From the album reviews below, list every song title named in the paragraph about the 1971 live album Grateful Dead.

>> Begin SOURCE

And there's also the famous, self-referentially titled "Truckin," a band effort. Garcia dominates elsewhere, with loads of memorable tunes like the upbeat, down home country-western anthem "Friend Of The Devil," the sleepily psychedelic six-minute "Candyman," the harmony-soaked "Attics Of My Life," and the feel-good hippy singalongs "Ripple" and "Till The Morning Comes." This and the last album are each solid all the way through, and together they became the source for much of the band's live set. But those who are looking for spacey jams should look elsewhere; American Beauty is a well-tailored and economical rock record in spite of its own sweet lightness. (JA)
Grateful Dead (1971)
Also known as Skull & Roses, this is a live double album on one CD. It's padded with an offensively lousy 18-minute jam ("The Other One") and plenty more rambling incoherency. None of the fine material from the preceding two studio albums is used, and there are a bunch of wooden cover tunes ("Me & Bobby McGee"; "Not Fade Away"; "Johnny B. Goode"), ancient blues numbers ("Big Railroad Blues") and instantly ancient originals (the auditory catatonia known as "Wharf Rat").

>> End SOURCE
>> Begin RECORDS

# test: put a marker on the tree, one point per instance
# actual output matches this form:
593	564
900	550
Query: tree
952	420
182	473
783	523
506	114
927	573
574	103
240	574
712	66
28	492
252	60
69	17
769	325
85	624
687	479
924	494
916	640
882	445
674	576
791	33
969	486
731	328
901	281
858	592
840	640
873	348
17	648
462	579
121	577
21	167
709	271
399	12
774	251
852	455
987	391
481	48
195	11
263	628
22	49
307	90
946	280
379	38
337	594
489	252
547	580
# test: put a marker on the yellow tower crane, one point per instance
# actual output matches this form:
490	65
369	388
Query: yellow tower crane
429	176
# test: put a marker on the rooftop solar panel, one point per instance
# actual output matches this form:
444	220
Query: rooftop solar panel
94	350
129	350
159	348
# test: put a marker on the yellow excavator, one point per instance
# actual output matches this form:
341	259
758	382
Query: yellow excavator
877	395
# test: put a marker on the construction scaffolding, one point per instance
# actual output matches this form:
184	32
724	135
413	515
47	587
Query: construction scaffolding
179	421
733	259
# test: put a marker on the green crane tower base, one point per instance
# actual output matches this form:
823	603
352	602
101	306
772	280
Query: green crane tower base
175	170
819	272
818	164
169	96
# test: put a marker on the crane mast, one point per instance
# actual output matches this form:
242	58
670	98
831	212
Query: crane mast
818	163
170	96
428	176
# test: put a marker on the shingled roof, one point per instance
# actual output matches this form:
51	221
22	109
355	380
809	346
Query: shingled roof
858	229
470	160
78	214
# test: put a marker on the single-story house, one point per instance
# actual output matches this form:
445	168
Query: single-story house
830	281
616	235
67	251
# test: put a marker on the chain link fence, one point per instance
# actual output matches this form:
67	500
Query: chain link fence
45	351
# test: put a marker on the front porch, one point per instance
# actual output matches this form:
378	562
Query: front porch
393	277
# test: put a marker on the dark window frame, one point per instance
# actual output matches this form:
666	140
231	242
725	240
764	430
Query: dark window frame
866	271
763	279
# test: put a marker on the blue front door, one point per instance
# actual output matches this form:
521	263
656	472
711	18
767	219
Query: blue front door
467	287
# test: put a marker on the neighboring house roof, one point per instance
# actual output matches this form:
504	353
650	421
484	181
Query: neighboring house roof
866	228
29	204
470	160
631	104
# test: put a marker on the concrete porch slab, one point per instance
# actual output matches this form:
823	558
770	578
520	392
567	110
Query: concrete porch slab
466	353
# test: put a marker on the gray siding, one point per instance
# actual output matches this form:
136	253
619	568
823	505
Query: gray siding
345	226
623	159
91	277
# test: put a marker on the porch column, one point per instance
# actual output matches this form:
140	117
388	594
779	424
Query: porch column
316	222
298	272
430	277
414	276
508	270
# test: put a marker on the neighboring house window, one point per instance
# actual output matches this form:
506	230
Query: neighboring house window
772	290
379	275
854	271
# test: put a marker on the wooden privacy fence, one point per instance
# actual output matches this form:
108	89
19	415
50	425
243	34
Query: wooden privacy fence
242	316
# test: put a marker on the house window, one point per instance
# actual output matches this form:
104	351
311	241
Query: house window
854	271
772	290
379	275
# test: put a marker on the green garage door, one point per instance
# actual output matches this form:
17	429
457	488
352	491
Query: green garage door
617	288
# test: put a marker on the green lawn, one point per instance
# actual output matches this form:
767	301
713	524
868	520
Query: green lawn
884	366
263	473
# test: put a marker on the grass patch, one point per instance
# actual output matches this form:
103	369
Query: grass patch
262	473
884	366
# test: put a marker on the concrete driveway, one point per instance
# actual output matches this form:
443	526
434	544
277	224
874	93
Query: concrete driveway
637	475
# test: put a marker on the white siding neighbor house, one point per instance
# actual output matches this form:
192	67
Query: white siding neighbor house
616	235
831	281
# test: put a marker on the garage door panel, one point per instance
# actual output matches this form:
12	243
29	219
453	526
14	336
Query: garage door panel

>> End RECORDS

**RESPONSE FOR THIS EXERCISE:**
"The Other One"
"Me & Bobby McGee"
"Not Fade Away"
"Johnny B. Goode"
"Big Railroad Blues"
"Wharf Rat"